Write the data below out again, unchanged.

Information section start

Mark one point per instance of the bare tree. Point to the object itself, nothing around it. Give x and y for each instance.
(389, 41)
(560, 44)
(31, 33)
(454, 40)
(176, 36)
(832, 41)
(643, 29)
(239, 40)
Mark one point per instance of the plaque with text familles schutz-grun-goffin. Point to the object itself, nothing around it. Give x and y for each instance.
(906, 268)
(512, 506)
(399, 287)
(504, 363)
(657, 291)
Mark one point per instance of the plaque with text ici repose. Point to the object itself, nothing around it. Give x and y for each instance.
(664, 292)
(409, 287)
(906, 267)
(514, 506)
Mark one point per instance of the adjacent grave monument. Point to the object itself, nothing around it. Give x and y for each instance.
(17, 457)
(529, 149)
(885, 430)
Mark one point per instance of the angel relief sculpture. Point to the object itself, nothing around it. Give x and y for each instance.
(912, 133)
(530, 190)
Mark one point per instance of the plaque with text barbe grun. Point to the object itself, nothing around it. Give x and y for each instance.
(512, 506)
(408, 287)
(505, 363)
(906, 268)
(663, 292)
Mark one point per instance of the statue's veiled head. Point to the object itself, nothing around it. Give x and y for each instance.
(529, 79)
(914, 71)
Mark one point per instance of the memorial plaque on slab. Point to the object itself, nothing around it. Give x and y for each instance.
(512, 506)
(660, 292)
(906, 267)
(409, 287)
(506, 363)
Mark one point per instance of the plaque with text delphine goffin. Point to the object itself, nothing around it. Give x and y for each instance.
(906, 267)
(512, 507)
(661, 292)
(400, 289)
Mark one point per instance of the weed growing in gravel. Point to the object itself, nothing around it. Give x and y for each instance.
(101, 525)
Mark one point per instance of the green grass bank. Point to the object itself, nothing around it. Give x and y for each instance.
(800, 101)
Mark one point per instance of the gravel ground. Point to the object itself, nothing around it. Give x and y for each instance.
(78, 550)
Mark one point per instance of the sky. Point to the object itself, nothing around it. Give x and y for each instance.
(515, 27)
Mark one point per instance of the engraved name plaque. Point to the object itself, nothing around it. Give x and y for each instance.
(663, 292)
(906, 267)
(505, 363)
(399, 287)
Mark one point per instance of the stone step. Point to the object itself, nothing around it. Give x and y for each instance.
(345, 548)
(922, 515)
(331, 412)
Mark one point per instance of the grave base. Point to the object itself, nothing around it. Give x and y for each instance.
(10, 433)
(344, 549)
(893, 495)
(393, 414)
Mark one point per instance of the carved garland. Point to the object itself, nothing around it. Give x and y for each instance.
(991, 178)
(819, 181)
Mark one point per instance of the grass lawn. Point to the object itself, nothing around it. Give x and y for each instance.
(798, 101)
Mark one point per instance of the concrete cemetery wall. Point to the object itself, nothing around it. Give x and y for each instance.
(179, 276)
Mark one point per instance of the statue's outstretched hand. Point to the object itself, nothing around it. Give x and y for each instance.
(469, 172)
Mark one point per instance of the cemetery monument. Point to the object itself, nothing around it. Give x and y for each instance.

Information section end

**Finished task**:
Mark one point per instance of the bare tree. Point to the object itself, nothing around it. Give x and y for each instance.
(389, 41)
(560, 44)
(31, 33)
(454, 40)
(176, 36)
(832, 41)
(643, 29)
(239, 40)
Mark one point per instance of the plaque with text familles schutz-grun-goffin. Point to the object itself, nothing around it. Give x and y for each instance.
(906, 268)
(512, 506)
(399, 287)
(504, 363)
(657, 291)
Mark one point per instance of the plaque with text ici repose. Point to the object itself, nothing around it. Give x and y for each instance.
(664, 292)
(409, 287)
(906, 267)
(514, 506)
Mark one point per instance of the adjacent grave monument. Point to the object itself, nothing around it. Give x and y for each instance.
(17, 457)
(529, 149)
(885, 430)
Mark one point per instance of the angel relief sculpture. Point to the object itself, nothing around it. Give x and y for each instance.
(912, 133)
(530, 190)
Mark one point per instance of the plaque with text barbe grun. Point to the object itself, nothing around it. Give x and y for each instance.
(512, 506)
(408, 287)
(505, 363)
(906, 268)
(663, 292)
Mark one point per instance of the statue's veiled head. Point to the object itself, nothing around it. Give x and y for each instance.
(529, 79)
(914, 71)
Mark one point per instance of the memorial plaque on slab. Point to the object itself, nothing around it. Give x and y for each instance.
(512, 506)
(660, 292)
(906, 267)
(409, 287)
(506, 363)
Mark one point per instance of the plaque with text delphine goffin. Point to the object itself, nothing around it. Give x and y for each instance.
(906, 267)
(512, 507)
(661, 292)
(400, 289)
Mark one point per instance of the weed growing in gravel. Point to the object itself, nothing around it. Give x and y for each instance.
(101, 525)
Mark one point per instance of the green grass bank. Point to the object itself, nothing around it. Give x and y for each instance.
(800, 101)
Mark one point per instance of the gravel ground. Point to the object itself, nothing around it. Give x and y for each instance.
(78, 550)
Mark one point per instance of the sky. Point to the object itself, nothing around it. Give x and y for each instance.
(515, 27)
Mark one point per instance of the engraved name plaque. Point to the object itself, nothing around it. Give x and y for each instance.
(663, 292)
(906, 267)
(505, 363)
(399, 287)
Mark one point per instance of the stone step. Point to the object itself, nothing around it. Give x and y for each instance.
(345, 548)
(922, 515)
(331, 412)
Mark one point per instance of the grave base. Point to the object itself, nothing around it. Give x and y for each instance.
(10, 433)
(344, 549)
(893, 495)
(393, 414)
Mark one point per instance of the carved garland. Point to the object itself, nothing around it. Give x and y for each instance.
(991, 178)
(819, 181)
Mark one point per instance of the grass lawn. Point to the object itself, nothing around it. Give x and y for each instance.
(798, 101)
Mark one point per instance of the concrete cemetery wall. Point to the object itself, nothing around it. Give x and y for each instance.
(179, 276)
Mark one point per instance of the statue's outstretched hand. Point to the object itself, nothing around it. Give x and y for each instance.
(469, 172)
Mark one point per instance of the cemetery monument. Point to the object itself, nothing around it. Give x and y for each instance.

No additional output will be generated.